=== Task objective ===
Rewrite every line of the listing, from the line containing "of the bare" through the end of the listing, keeping the request lines unchanged but shifting each coordinate value in the marked points up by 33.

Data entries
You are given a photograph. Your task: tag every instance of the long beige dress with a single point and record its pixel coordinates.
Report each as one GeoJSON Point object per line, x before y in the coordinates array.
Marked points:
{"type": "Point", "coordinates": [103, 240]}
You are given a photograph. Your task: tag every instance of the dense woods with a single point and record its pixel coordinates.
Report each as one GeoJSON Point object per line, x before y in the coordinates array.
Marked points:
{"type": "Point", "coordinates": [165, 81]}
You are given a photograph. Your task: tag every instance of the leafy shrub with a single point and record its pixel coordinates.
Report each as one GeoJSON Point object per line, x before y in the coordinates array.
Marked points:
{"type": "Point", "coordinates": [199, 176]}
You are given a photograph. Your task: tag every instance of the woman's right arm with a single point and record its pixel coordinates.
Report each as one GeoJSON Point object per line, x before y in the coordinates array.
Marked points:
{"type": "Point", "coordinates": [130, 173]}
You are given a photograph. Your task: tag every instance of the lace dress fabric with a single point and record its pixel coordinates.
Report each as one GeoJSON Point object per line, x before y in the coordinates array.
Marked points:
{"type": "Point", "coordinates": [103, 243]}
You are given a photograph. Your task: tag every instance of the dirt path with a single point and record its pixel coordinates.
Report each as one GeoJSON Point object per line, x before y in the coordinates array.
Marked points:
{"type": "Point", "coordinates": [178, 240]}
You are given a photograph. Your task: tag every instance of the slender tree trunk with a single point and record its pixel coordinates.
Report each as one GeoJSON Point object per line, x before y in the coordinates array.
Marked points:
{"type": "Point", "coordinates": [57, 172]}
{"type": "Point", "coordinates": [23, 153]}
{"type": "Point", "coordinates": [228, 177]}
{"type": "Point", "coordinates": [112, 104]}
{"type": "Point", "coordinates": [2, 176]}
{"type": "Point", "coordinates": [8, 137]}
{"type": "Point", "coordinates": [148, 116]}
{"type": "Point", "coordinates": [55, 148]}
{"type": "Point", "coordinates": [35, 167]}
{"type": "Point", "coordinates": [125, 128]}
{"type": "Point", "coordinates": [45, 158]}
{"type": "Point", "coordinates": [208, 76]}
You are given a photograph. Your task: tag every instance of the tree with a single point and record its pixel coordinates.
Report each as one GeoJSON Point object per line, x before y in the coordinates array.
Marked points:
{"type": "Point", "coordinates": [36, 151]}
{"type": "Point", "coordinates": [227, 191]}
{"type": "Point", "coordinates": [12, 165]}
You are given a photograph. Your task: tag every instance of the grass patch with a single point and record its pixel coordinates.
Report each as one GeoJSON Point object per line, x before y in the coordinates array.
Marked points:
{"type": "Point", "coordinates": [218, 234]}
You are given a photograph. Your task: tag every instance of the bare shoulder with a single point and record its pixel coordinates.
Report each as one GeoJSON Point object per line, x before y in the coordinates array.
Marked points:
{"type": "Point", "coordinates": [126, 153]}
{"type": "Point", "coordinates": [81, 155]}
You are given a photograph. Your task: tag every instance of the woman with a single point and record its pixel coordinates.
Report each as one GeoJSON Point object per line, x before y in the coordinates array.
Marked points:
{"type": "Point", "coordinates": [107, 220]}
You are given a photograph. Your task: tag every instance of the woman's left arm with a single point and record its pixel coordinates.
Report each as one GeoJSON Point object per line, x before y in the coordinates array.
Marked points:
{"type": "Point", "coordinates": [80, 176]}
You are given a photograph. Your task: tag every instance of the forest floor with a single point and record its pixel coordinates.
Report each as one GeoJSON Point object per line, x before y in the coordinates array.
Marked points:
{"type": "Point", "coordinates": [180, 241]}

=== Task answer ===
You are given a photograph. Your task: tag every instance of the bare shoulder with a single point and record its pixel coordinates.
Report each as one GeoJSON Point object per line, x before y in the coordinates array.
Marked points:
{"type": "Point", "coordinates": [159, 186]}
{"type": "Point", "coordinates": [114, 188]}
You are given a photograph. Your task: tag every instance of the woman with a single point and record its pixel coordinates.
Report each as one GeoJSON Point object per line, x before y in the coordinates array.
Marked points:
{"type": "Point", "coordinates": [140, 253]}
You are given a photograph. Your task: tag every instance of the woman's left arm with a single point and record its pixel coordinates.
Report each as one GeoJSON Point object per line, x before y in the coordinates array.
Marked points:
{"type": "Point", "coordinates": [113, 209]}
You are given a photograph. Your task: tag every instance of the forest floor with a single point and record its pixel coordinates.
Report each as one GeoJSON Point object per line, x before y in the coordinates array.
Marked points:
{"type": "Point", "coordinates": [213, 274]}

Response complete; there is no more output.